[Consigne A]: Les affirmations suivantes sont-elles conformes au texte sur le conflit entre Israël et le Hamas ? Pour chacune, répondez par oui ou par non et citez textuellement les mots du texte qui tranchent. (i) Un cessez-le-feu négocié rapporterait davantage au Hamas qu'à Israël. (ii) Les objectifs de la campagne menée par Tel-Aviv sont clairs et réalisables. (iii) La campagne s'est attaquée à la cause profonde de l'occupation.
[Consigne B]: D'après le texte sur le conflit entre Israël et le Hamas, qu'est-ce qui a de nouveau été placé sur la scène internationale ?
[Consigne C]: Poursuivez le texte sur le conflit entre Israël et le Hamas après sa dernière phrase.

Même un échange de prisonniers et un cessez-le-feu négociés diplomatiquement rapporteront plus de points au Hamas qu’à Israël.
Tel-Aviv a déjà perdu en s’engageant dans une campagne de vengeance sanguinaire et de génocide, avec des objectifs vagues et pour la plupart irréalisables. Il a perdu en essayant d’ouvrir la voie vers plus de sécurité en créant des problèmes de sécurité plus graves au lieu de s’attaquer à la cause profonde de l’occupation.
Et elle a perdu sur le plan stratégique en contrariant la majorité de l’opinion publique mondiale, en plaçant une fois de plus le sort des Palestiniens sur la scène internationale et, par là même, en portant un préjudice irréparable à son propre récit et à sa propre réputation.

[Lignes fournies]:
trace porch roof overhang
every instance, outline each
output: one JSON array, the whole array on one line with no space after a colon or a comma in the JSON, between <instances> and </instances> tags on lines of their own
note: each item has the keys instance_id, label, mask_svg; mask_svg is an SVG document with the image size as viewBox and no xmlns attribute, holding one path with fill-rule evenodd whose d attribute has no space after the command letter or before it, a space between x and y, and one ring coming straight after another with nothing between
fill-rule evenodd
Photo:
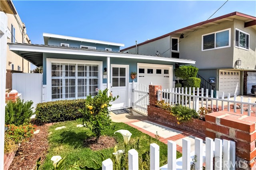
<instances>
[{"instance_id":1,"label":"porch roof overhang","mask_svg":"<svg viewBox=\"0 0 256 170\"><path fill-rule=\"evenodd\" d=\"M43 65L43 53L51 53L163 61L179 64L195 64L193 60L101 50L37 44L8 43L9 49L38 66Z\"/></svg>"}]
</instances>

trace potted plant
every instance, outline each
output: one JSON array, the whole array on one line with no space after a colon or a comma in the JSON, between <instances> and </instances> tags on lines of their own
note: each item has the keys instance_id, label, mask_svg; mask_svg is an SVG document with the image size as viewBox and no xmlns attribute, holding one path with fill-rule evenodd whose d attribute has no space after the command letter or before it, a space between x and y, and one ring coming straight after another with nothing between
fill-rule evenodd
<instances>
[{"instance_id":1,"label":"potted plant","mask_svg":"<svg viewBox=\"0 0 256 170\"><path fill-rule=\"evenodd\" d=\"M134 72L131 72L131 78L132 79L134 79L137 78L137 72L135 71Z\"/></svg>"}]
</instances>

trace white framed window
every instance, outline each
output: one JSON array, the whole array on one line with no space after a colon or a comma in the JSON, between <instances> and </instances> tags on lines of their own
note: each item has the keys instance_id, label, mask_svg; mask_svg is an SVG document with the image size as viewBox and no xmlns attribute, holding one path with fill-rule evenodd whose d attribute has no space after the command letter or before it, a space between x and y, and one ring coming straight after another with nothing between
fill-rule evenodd
<instances>
[{"instance_id":1,"label":"white framed window","mask_svg":"<svg viewBox=\"0 0 256 170\"><path fill-rule=\"evenodd\" d=\"M231 28L203 35L202 37L202 51L230 47Z\"/></svg>"},{"instance_id":2,"label":"white framed window","mask_svg":"<svg viewBox=\"0 0 256 170\"><path fill-rule=\"evenodd\" d=\"M174 37L172 37L172 51L179 51L179 38Z\"/></svg>"},{"instance_id":3,"label":"white framed window","mask_svg":"<svg viewBox=\"0 0 256 170\"><path fill-rule=\"evenodd\" d=\"M91 49L93 50L96 49L96 47L86 46L86 45L80 45L81 49Z\"/></svg>"},{"instance_id":4,"label":"white framed window","mask_svg":"<svg viewBox=\"0 0 256 170\"><path fill-rule=\"evenodd\" d=\"M15 43L15 28L11 24L11 33L12 34L12 43Z\"/></svg>"},{"instance_id":5,"label":"white framed window","mask_svg":"<svg viewBox=\"0 0 256 170\"><path fill-rule=\"evenodd\" d=\"M250 34L236 29L235 46L239 48L249 50Z\"/></svg>"},{"instance_id":6,"label":"white framed window","mask_svg":"<svg viewBox=\"0 0 256 170\"><path fill-rule=\"evenodd\" d=\"M60 43L60 46L61 47L69 47L69 44L65 44L64 43Z\"/></svg>"},{"instance_id":7,"label":"white framed window","mask_svg":"<svg viewBox=\"0 0 256 170\"><path fill-rule=\"evenodd\" d=\"M46 59L47 101L84 99L102 87L102 62Z\"/></svg>"}]
</instances>

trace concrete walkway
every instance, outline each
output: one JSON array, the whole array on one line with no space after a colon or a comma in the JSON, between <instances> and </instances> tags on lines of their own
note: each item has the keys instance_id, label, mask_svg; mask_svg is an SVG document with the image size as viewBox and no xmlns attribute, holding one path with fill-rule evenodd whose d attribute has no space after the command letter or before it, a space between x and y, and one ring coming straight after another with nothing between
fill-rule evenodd
<instances>
[{"instance_id":1,"label":"concrete walkway","mask_svg":"<svg viewBox=\"0 0 256 170\"><path fill-rule=\"evenodd\" d=\"M205 137L194 132L187 131L174 126L148 120L146 115L130 109L131 112L116 115L110 113L111 118L113 121L123 122L133 127L142 132L155 138L157 134L159 135L159 141L167 144L168 140L175 141L177 144L177 150L182 152L182 139L189 139L191 141L191 151L194 150L195 137L205 140Z\"/></svg>"}]
</instances>

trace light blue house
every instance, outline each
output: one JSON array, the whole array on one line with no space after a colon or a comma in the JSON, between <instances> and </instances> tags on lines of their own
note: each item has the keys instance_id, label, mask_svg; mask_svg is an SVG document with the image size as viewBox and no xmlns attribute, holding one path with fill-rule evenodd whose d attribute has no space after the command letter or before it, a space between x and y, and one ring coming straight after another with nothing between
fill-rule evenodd
<instances>
[{"instance_id":1,"label":"light blue house","mask_svg":"<svg viewBox=\"0 0 256 170\"><path fill-rule=\"evenodd\" d=\"M108 88L120 97L112 109L132 106L133 81L173 87L175 64L195 61L122 53L123 44L43 34L44 45L9 43L9 49L43 67L45 101L84 98ZM137 78L130 74L137 72Z\"/></svg>"}]
</instances>

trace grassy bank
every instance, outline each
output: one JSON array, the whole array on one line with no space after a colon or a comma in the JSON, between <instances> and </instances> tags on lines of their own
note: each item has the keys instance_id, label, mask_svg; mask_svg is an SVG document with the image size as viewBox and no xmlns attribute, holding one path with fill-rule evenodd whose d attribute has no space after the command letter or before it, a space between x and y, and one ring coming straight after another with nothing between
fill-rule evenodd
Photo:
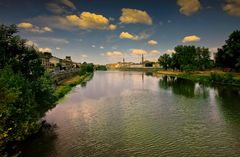
<instances>
[{"instance_id":1,"label":"grassy bank","mask_svg":"<svg viewBox=\"0 0 240 157\"><path fill-rule=\"evenodd\" d=\"M86 83L93 77L93 73L86 73L83 75L77 75L70 79L65 80L61 85L57 86L54 95L56 96L57 100L64 97L68 92L72 90L78 84Z\"/></svg>"},{"instance_id":2,"label":"grassy bank","mask_svg":"<svg viewBox=\"0 0 240 157\"><path fill-rule=\"evenodd\" d=\"M192 73L185 73L179 71L161 70L158 71L155 75L175 76L205 84L223 84L240 86L240 73L228 73L222 71L198 71Z\"/></svg>"}]
</instances>

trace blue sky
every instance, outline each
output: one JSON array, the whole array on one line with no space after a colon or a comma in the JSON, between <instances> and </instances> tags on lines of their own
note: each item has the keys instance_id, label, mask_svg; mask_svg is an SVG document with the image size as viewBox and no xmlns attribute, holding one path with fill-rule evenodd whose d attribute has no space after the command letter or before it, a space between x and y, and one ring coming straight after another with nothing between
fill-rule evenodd
<instances>
[{"instance_id":1,"label":"blue sky","mask_svg":"<svg viewBox=\"0 0 240 157\"><path fill-rule=\"evenodd\" d=\"M156 60L175 46L221 47L240 28L240 0L1 0L0 23L76 62Z\"/></svg>"}]
</instances>

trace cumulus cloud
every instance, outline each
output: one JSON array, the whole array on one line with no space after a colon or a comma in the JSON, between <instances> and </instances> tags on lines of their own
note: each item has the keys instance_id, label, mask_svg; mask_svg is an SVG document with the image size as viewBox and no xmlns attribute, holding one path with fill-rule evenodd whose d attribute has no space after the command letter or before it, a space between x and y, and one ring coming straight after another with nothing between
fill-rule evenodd
<instances>
[{"instance_id":1,"label":"cumulus cloud","mask_svg":"<svg viewBox=\"0 0 240 157\"><path fill-rule=\"evenodd\" d=\"M149 52L150 55L159 55L161 52L159 50L151 50Z\"/></svg>"},{"instance_id":2,"label":"cumulus cloud","mask_svg":"<svg viewBox=\"0 0 240 157\"><path fill-rule=\"evenodd\" d=\"M223 10L232 16L240 16L240 0L227 0Z\"/></svg>"},{"instance_id":3,"label":"cumulus cloud","mask_svg":"<svg viewBox=\"0 0 240 157\"><path fill-rule=\"evenodd\" d=\"M122 32L119 35L120 39L130 39L130 40L139 40L139 37L137 35L130 34L128 32Z\"/></svg>"},{"instance_id":4,"label":"cumulus cloud","mask_svg":"<svg viewBox=\"0 0 240 157\"><path fill-rule=\"evenodd\" d=\"M149 44L149 45L157 45L158 42L155 41L155 40L149 40L149 41L148 41L148 44Z\"/></svg>"},{"instance_id":5,"label":"cumulus cloud","mask_svg":"<svg viewBox=\"0 0 240 157\"><path fill-rule=\"evenodd\" d=\"M137 9L122 9L122 16L120 17L121 23L135 24L142 23L146 25L152 25L152 18L148 15L146 11Z\"/></svg>"},{"instance_id":6,"label":"cumulus cloud","mask_svg":"<svg viewBox=\"0 0 240 157\"><path fill-rule=\"evenodd\" d=\"M176 52L175 52L175 50L168 49L164 53L171 55L171 54L176 53Z\"/></svg>"},{"instance_id":7,"label":"cumulus cloud","mask_svg":"<svg viewBox=\"0 0 240 157\"><path fill-rule=\"evenodd\" d=\"M177 4L180 6L180 13L186 16L190 16L201 9L199 0L177 0Z\"/></svg>"},{"instance_id":8,"label":"cumulus cloud","mask_svg":"<svg viewBox=\"0 0 240 157\"><path fill-rule=\"evenodd\" d=\"M46 47L46 48L38 48L38 51L40 52L52 52L52 49Z\"/></svg>"},{"instance_id":9,"label":"cumulus cloud","mask_svg":"<svg viewBox=\"0 0 240 157\"><path fill-rule=\"evenodd\" d=\"M69 41L63 38L54 38L54 37L30 37L30 40L39 43L40 45L54 45L59 46L62 44L68 44Z\"/></svg>"},{"instance_id":10,"label":"cumulus cloud","mask_svg":"<svg viewBox=\"0 0 240 157\"><path fill-rule=\"evenodd\" d=\"M47 3L46 7L47 7L47 10L55 14L67 13L67 10L57 3Z\"/></svg>"},{"instance_id":11,"label":"cumulus cloud","mask_svg":"<svg viewBox=\"0 0 240 157\"><path fill-rule=\"evenodd\" d=\"M148 52L143 49L131 49L130 52L135 55L147 54Z\"/></svg>"},{"instance_id":12,"label":"cumulus cloud","mask_svg":"<svg viewBox=\"0 0 240 157\"><path fill-rule=\"evenodd\" d=\"M64 4L65 6L72 8L72 9L76 9L76 6L73 4L73 2L69 1L69 0L61 0L62 4Z\"/></svg>"},{"instance_id":13,"label":"cumulus cloud","mask_svg":"<svg viewBox=\"0 0 240 157\"><path fill-rule=\"evenodd\" d=\"M201 38L199 36L196 35L190 35L190 36L186 36L183 38L182 42L183 43L188 43L188 42L196 42L201 40Z\"/></svg>"},{"instance_id":14,"label":"cumulus cloud","mask_svg":"<svg viewBox=\"0 0 240 157\"><path fill-rule=\"evenodd\" d=\"M143 31L139 33L139 35L131 34L128 32L122 32L119 35L120 39L130 39L130 40L142 40L147 39L150 36L150 33L148 31Z\"/></svg>"},{"instance_id":15,"label":"cumulus cloud","mask_svg":"<svg viewBox=\"0 0 240 157\"><path fill-rule=\"evenodd\" d=\"M90 12L82 12L80 16L69 15L66 18L71 24L81 29L114 30L117 27L116 25L109 24L109 19L103 15Z\"/></svg>"},{"instance_id":16,"label":"cumulus cloud","mask_svg":"<svg viewBox=\"0 0 240 157\"><path fill-rule=\"evenodd\" d=\"M34 32L34 33L53 32L53 30L50 27L38 27L28 22L19 23L17 26L26 31Z\"/></svg>"},{"instance_id":17,"label":"cumulus cloud","mask_svg":"<svg viewBox=\"0 0 240 157\"><path fill-rule=\"evenodd\" d=\"M81 57L82 58L88 58L88 55L83 54L83 55L81 55Z\"/></svg>"},{"instance_id":18,"label":"cumulus cloud","mask_svg":"<svg viewBox=\"0 0 240 157\"><path fill-rule=\"evenodd\" d=\"M28 47L35 47L35 48L38 47L38 44L36 42L31 41L31 40L28 40L25 44Z\"/></svg>"},{"instance_id":19,"label":"cumulus cloud","mask_svg":"<svg viewBox=\"0 0 240 157\"><path fill-rule=\"evenodd\" d=\"M37 16L26 20L38 25L45 25L47 23L49 27L56 29L74 29L74 26L67 20L65 16Z\"/></svg>"},{"instance_id":20,"label":"cumulus cloud","mask_svg":"<svg viewBox=\"0 0 240 157\"><path fill-rule=\"evenodd\" d=\"M108 51L103 55L107 57L121 57L123 53L121 51Z\"/></svg>"},{"instance_id":21,"label":"cumulus cloud","mask_svg":"<svg viewBox=\"0 0 240 157\"><path fill-rule=\"evenodd\" d=\"M28 22L19 23L17 26L19 28L25 28L25 29L33 28L33 25L31 23L28 23Z\"/></svg>"},{"instance_id":22,"label":"cumulus cloud","mask_svg":"<svg viewBox=\"0 0 240 157\"><path fill-rule=\"evenodd\" d=\"M76 10L76 6L70 0L59 0L56 3L47 3L46 8L55 14L68 13L68 8Z\"/></svg>"}]
</instances>

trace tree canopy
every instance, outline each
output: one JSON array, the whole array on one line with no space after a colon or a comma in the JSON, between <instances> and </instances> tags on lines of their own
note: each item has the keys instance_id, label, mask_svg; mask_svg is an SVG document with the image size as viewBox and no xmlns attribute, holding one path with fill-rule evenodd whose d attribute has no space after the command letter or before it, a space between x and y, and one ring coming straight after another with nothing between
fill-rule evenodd
<instances>
[{"instance_id":1,"label":"tree canopy","mask_svg":"<svg viewBox=\"0 0 240 157\"><path fill-rule=\"evenodd\" d=\"M230 34L215 56L216 65L240 71L240 30Z\"/></svg>"},{"instance_id":2,"label":"tree canopy","mask_svg":"<svg viewBox=\"0 0 240 157\"><path fill-rule=\"evenodd\" d=\"M211 66L210 52L205 47L179 45L171 56L164 54L158 59L164 69L181 71L204 70Z\"/></svg>"},{"instance_id":3,"label":"tree canopy","mask_svg":"<svg viewBox=\"0 0 240 157\"><path fill-rule=\"evenodd\" d=\"M38 130L55 102L39 52L17 32L15 25L0 25L0 148Z\"/></svg>"}]
</instances>

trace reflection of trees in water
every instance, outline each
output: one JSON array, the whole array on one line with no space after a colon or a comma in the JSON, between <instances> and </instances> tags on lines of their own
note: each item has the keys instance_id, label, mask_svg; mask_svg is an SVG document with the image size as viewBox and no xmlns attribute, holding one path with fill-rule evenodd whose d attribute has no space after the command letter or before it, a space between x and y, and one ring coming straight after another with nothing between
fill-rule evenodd
<instances>
[{"instance_id":1,"label":"reflection of trees in water","mask_svg":"<svg viewBox=\"0 0 240 157\"><path fill-rule=\"evenodd\" d=\"M215 86L218 92L219 108L225 120L240 126L240 88L233 86Z\"/></svg>"},{"instance_id":2,"label":"reflection of trees in water","mask_svg":"<svg viewBox=\"0 0 240 157\"><path fill-rule=\"evenodd\" d=\"M203 96L208 97L208 90L204 85L196 84L195 82L172 76L163 76L159 80L159 87L170 89L174 94L183 95L185 97Z\"/></svg>"},{"instance_id":3,"label":"reflection of trees in water","mask_svg":"<svg viewBox=\"0 0 240 157\"><path fill-rule=\"evenodd\" d=\"M146 76L153 76L153 72L147 71L147 72L145 73L145 75L146 75Z\"/></svg>"},{"instance_id":4,"label":"reflection of trees in water","mask_svg":"<svg viewBox=\"0 0 240 157\"><path fill-rule=\"evenodd\" d=\"M56 128L56 124L44 123L41 131L23 144L21 155L43 157L55 154L55 143L58 138Z\"/></svg>"},{"instance_id":5,"label":"reflection of trees in water","mask_svg":"<svg viewBox=\"0 0 240 157\"><path fill-rule=\"evenodd\" d=\"M91 81L92 78L93 78L93 76L94 76L94 73L91 75L91 77L89 77L87 80L84 80L84 81L80 84L81 87L86 87L86 86L87 86L87 82L88 82L88 81Z\"/></svg>"}]
</instances>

[Bonne réponse A]:
(i) Oui : « Même un échange de prisonniers et un cessez-le-feu négociés diplomatiquement rapporteront plus de points au Hamas qu’à Israël. »
(ii) Non : « avec des objectifs vagues et pour la plupart irréalisables »
(iii) Non : « au lieu de s’attaquer à la cause profonde de l’occupation »

[Bonne réponse B]: Le sort des Palestiniens.

[Bonne réponse C]:
Auteur : Emad Moussa
* Emad Moussa est un chercheur et écrivain palestino-britannique spécialisé dans la psychologie politique des dynamiques intergroupes et des conflits, qui se concentre sur la région MENA et s'intéresse tout particulièrement à Israël et à la Palestine. Il a une formation en droits de l'homme et en journalisme, et contribue fréquemment à de nombreuses publications universitaires et médiatiques, tout en étant consultant pour un groupe de réflexion basé aux États-Unis.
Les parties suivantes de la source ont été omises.